#### [DIRECTIONS FOR THIS TASK]
Every record is to be copied unchanged, except that its pictures are removed.
<<<<
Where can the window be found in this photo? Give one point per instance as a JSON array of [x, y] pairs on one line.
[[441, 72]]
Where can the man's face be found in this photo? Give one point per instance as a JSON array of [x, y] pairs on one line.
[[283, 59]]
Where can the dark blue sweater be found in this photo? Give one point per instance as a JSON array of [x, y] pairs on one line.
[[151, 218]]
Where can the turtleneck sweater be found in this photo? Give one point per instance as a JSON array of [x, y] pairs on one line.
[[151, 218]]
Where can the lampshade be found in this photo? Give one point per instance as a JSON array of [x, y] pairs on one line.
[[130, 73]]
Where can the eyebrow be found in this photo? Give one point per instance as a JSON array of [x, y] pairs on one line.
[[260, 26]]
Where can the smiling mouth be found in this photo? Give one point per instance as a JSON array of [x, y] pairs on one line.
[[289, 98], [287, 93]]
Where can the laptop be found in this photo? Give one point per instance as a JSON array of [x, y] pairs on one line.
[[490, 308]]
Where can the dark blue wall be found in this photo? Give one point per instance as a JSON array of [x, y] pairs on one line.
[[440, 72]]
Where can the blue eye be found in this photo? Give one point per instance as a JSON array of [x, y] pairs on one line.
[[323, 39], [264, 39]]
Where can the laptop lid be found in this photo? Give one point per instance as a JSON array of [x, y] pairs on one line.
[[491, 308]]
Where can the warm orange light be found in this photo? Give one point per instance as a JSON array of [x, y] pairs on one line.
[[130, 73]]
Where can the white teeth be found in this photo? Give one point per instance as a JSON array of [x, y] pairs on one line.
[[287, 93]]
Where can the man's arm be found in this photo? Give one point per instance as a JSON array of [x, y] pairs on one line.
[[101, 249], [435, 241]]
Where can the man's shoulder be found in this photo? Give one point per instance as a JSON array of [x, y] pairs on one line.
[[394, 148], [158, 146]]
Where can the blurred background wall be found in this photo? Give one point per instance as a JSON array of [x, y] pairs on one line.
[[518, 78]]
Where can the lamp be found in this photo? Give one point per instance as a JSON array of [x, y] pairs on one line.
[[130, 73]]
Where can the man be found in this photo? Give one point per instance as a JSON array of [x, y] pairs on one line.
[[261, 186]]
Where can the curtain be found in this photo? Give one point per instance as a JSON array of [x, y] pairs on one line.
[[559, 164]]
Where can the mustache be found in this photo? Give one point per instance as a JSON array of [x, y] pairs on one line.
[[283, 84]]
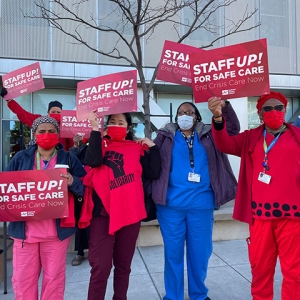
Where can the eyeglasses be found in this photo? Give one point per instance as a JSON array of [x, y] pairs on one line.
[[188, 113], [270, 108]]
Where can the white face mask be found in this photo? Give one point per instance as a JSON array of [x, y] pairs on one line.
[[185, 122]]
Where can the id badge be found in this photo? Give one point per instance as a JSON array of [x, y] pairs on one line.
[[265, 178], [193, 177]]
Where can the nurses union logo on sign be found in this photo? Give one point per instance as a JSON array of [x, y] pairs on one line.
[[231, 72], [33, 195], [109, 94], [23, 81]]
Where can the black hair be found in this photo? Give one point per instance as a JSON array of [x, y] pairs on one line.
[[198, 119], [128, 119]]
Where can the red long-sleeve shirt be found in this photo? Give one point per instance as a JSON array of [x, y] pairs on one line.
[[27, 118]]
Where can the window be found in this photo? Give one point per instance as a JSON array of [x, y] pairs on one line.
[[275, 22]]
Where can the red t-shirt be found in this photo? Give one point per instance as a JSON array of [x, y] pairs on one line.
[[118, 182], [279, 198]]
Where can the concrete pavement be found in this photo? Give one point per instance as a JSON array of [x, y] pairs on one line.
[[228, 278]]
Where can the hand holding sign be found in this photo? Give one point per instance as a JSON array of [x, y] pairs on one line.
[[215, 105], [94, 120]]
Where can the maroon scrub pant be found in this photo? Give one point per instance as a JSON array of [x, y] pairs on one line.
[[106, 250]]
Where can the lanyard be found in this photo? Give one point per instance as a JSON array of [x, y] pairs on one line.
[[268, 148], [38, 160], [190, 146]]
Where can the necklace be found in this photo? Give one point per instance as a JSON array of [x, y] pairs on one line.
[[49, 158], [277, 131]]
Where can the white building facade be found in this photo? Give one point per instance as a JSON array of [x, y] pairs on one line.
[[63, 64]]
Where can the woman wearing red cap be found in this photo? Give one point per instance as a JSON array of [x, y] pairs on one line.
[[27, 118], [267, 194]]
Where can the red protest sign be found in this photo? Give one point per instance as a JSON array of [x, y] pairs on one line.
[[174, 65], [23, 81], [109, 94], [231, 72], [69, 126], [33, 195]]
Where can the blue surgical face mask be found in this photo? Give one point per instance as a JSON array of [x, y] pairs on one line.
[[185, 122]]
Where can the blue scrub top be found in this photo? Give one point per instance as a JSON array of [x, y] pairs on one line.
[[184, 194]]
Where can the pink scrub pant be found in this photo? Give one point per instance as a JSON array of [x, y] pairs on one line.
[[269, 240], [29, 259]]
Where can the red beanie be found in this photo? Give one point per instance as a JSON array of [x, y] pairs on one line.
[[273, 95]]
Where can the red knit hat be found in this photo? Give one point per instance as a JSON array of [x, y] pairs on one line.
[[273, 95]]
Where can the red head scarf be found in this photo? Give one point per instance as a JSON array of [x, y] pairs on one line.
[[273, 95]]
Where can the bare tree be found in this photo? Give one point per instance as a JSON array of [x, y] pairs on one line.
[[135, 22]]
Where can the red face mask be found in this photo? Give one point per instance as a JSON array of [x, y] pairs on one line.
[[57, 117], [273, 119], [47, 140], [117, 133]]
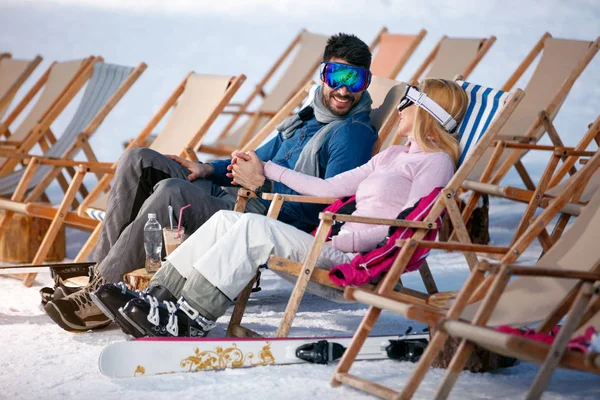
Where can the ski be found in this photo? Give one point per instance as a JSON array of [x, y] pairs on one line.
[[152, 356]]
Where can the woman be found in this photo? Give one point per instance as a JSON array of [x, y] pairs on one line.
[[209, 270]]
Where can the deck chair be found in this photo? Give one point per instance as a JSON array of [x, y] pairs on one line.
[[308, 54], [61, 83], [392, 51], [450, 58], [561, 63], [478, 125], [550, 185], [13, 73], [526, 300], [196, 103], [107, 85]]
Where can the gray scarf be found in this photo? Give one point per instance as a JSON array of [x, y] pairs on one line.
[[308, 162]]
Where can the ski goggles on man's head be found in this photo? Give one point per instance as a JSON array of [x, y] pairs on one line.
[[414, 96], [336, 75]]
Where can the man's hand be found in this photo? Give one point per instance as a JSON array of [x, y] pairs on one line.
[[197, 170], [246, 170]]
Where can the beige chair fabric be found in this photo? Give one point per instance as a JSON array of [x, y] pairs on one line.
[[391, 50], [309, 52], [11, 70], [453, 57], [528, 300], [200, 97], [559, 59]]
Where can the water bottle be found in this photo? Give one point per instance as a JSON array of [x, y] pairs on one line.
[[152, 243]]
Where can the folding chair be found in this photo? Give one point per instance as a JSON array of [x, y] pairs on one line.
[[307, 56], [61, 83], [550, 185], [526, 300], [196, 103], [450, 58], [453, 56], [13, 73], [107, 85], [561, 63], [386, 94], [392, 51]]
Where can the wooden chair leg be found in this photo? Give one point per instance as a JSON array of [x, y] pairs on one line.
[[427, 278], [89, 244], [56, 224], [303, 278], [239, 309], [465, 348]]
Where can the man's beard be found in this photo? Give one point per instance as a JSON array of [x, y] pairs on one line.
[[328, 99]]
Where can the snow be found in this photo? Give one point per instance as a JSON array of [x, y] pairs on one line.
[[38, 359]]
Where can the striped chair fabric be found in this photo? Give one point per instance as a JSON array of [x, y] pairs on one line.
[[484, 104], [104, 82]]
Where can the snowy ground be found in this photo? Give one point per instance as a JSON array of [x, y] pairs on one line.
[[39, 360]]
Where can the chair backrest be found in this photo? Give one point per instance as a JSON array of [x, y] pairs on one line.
>>>>
#### [TASK RESPONSE]
Where can the window be found in this photo? Give one point per instance as a JSON array of [x, y] pairs on one line.
[[441, 72]]
Where can the man's face be found in this photo? Give one point per instance as a JSON array of [x, y] pairs on one line.
[[283, 59]]
Where can the dark blue sweater be found in this photo? Give one point per instance as a JSON array of [x, y] pairs on one line.
[[151, 218]]
Where can the turtleneck sweater be found in this photo? Give one point per instance as a JSON array of [x, y] pairs on one line.
[[151, 218]]
Where can the lampshade be found in this photo? Give one point per instance as a JSON array of [x, y] pairs on one line.
[[130, 73]]
Where can the eyebrow be found in this photo? Give one point per instance as a JSON array of [x, y] pairs on one line.
[[260, 26]]
Where can the smiling mouth be found in this photo? Give one point per instance as a JSON array of [x, y] pairs on one line.
[[289, 98], [287, 93]]
Where can the laptop be found in this photo? Give one point per instance as a JSON array of [x, y] pairs on one line.
[[490, 308]]
Where can the dark blue wall be found in this photo? Give one point per instance as a JSON array of [x, y] pairs on one line.
[[440, 72]]
Where can the blue eye be found in this photo? Give one point per instance as a JSON array of [x, y] pairs on one line.
[[323, 39], [264, 39]]
Where can the laptop lid be found in this photo? Give one point per instance as a JSON array of [x, y] pairs on one line.
[[491, 308]]
Where can the warm orange light be found in this photo? Give one point per instance as a JSON array of [x, y] pairs on one line.
[[130, 73]]
Where can the white teeth be found in this photo? Give one point per instance as a JSON array of [x, y] pairs on one line.
[[287, 93]]
Where can the man's arm be found in this photo? Give one point per instance as a JSON array of [x, y] pairs on one line.
[[101, 249], [435, 241]]
Where can the man's shoulder be found in this photo? Give one point per instance as a JSON array of [x, y] pairs on one line.
[[394, 148], [158, 146]]
Where can the blurred background wall be found in this photo? Give one point per instance as a JSON array of [x, y] pairs on one line.
[[518, 78]]
Where can the lamp be found in this photo? Give one point per instance as a JSON array of [x, y] pairs on one line.
[[130, 73]]
Where can the man be found in this photo? Give one point per instance as a JSON array of [x, y] pairs on one line.
[[261, 186]]
Where can the curtain be found in this photo? Give one point per instance as a JSON array of [x, y] pairs on one line.
[[559, 164]]
Where can the mustache be found in this photo? Give one point per instance as a JSON array of [x, y] pairs on one line.
[[283, 84]]
Where can the eyeglasses be found in this photo? Give one point per instance as a JSON array of [x, y] pairs on one line.
[[188, 113], [270, 108]]
Where can the white face mask be found in this photo? Give one point per instance as a JSON array of [x, y] pairs on one line.
[[185, 122]]
Where can the id badge be found in this photo? Give one point per instance as a JSON array of [x, y] pairs on one line.
[[265, 178], [193, 177]]
Where can the nurses union logo on sign be found in this photo? Give one point per instance as a JSON array of [x, y] pairs on one line.
[[231, 72], [33, 195], [109, 94], [23, 81]]
Where can the black hair be found in this photo? Give one point per instance as a JSON array of [x, y] pairs on one line.
[[198, 119], [128, 119]]
Where can the red long-sleeve shirt be found in this photo? Give one point per instance as a JSON array of [x, y] pairs on one line.
[[27, 118]]
Where can the window be found in this photo? Give one point per instance as a JSON array of [x, y] pairs on one line.
[[275, 22]]
Where can the red t-shirt be found in this photo? Give one point per instance as a JSON array of [x, y] pairs on one line.
[[118, 182], [279, 198]]
Where can the concrete pavement be found in this photo? Give one point per instance as a JSON array of [x, y] pairs on one line.
[[228, 278]]
Where can the hand holding sign be found in this photo? Give one point per instance as a JSON array of [x, y] pairs on one line.
[[215, 105], [94, 120]]
Where can the maroon scrub pant be found in this photo? Give one point per instance as a JSON array of [x, y] pairs on one line.
[[106, 250]]
Where can the lanyard be found in this photo? Give one point per instance as a JSON array of [x, y] pairs on one line.
[[268, 148], [38, 160], [190, 146]]
Where can the necklace be found in this photo? Give one point per instance as a JSON array of [x, y] pairs on one line.
[[49, 158], [277, 131]]
Where can the white building facade be found in this photo? Give one point per instance as a JSON array of [x, y] pairs on one line.
[[63, 64]]
Where can the woman wearing red cap be found in this photo? Give one point per instance as a JSON array of [x, y] pairs on one line.
[[27, 118], [267, 194]]
Where can the red protest sign be found in this photo? Give one point per instance as a JSON array of [x, y] pairs on one line.
[[174, 65], [23, 81], [109, 94], [231, 72], [69, 126], [33, 195]]
Where can the blue surgical face mask be found in this photo? Give one point per instance as a JSON array of [x, y] pairs on one line.
[[185, 122]]
Where can the blue scrub top be found in this photo? Give one point per instance as a JSON array of [x, y] pairs on one line.
[[184, 194]]
Where can the pink scrub pant be found in this photo? Give one point per instance as a JSON array of [x, y] pairs on one line.
[[269, 240], [29, 259]]
Where can the red beanie be found in this photo? Give one point per instance as a JSON array of [x, y] pairs on one line.
[[273, 95]]
Where can the red knit hat be found in this photo? Give one point per instance as a JSON array of [x, y] pairs on one line.
[[273, 95]]
Where can the red head scarf be found in this photo? Give one point per instance as a JSON array of [x, y] pairs on one line.
[[273, 95]]
Where can the bare tree be found in this photo? Give one point per instance as a JSON array of [x, y] pairs on one line.
[[135, 22]]
Where can the red face mask be found in this photo? Give one point per instance as a JSON array of [x, y] pairs on one line.
[[57, 117], [273, 119], [47, 140], [117, 133]]
Where can the ski be found in this photo? Give one point per instance as a JSON array of [x, y] pairs on one line.
[[152, 356]]
Where can the woman be found in this photo? Give one point per instance as a JSON array of [x, y] pairs on one line.
[[209, 270]]
Where can the deck chair be found in this photo? Give one point per instance as a JSON array of [x, y] pairs on one line.
[[308, 54], [61, 83], [392, 51], [450, 58], [561, 63], [478, 125], [550, 185], [13, 73], [526, 300], [196, 103], [107, 85]]
Where can the gray scarf be found in this photo? Give one point per instance as a JSON array of [x, y] pairs on one line.
[[308, 162]]
Where can the ski goggles on man's head be found in this photo? Give one point per instance as a JSON array of [x, y] pairs on one line.
[[414, 96], [336, 75]]
Where can the man's hand be found in this photo? Give one point per instance as a JSON array of [x, y] pairs on one line.
[[197, 170], [246, 170]]
Where can the beige chair fabric be found in this photo? Give one point per instance as a JSON array of [x, y] pairs on one line.
[[391, 50], [309, 52], [11, 70], [453, 57], [528, 300], [200, 97], [559, 59]]
Where can the water bottle be found in this photo? Give one point per instance as a JSON array of [x, y] pairs on one line.
[[152, 243]]
Where can the folding chair be found in this photo? Give one point per instance as a JSON array of [x, y] pairs on one line.
[[307, 56], [61, 83], [550, 185], [526, 300], [196, 103], [450, 58], [453, 56], [13, 73], [107, 85], [561, 63], [386, 94], [392, 51]]
Where can the wooden chair leg be found in this photo? Give one point per instance as a JSON array of [x, y] pairs on one line.
[[427, 278], [89, 244], [56, 224], [303, 278], [239, 309], [465, 348]]
Where can the man's beard be found in this photo? Give one point per instance as a JSON array of [x, y] pairs on one line.
[[328, 99]]
Where can the snow be found in this photo? Give one point per instance as a JSON array of [x, y] pairs on one line.
[[38, 359]]
Where can the striped chair fabric be found in this photo? Give one point per instance as a JSON array of [x, y] pairs on one line.
[[484, 104], [104, 82]]
Where can the snowy ground be found in this photo? Give one point per instance as a JSON array of [x, y] pairs on one line.
[[39, 360]]
Where can the chair backrest be found in this photo? Give one point per instance as a JSON array of [x, y] pairs on one line.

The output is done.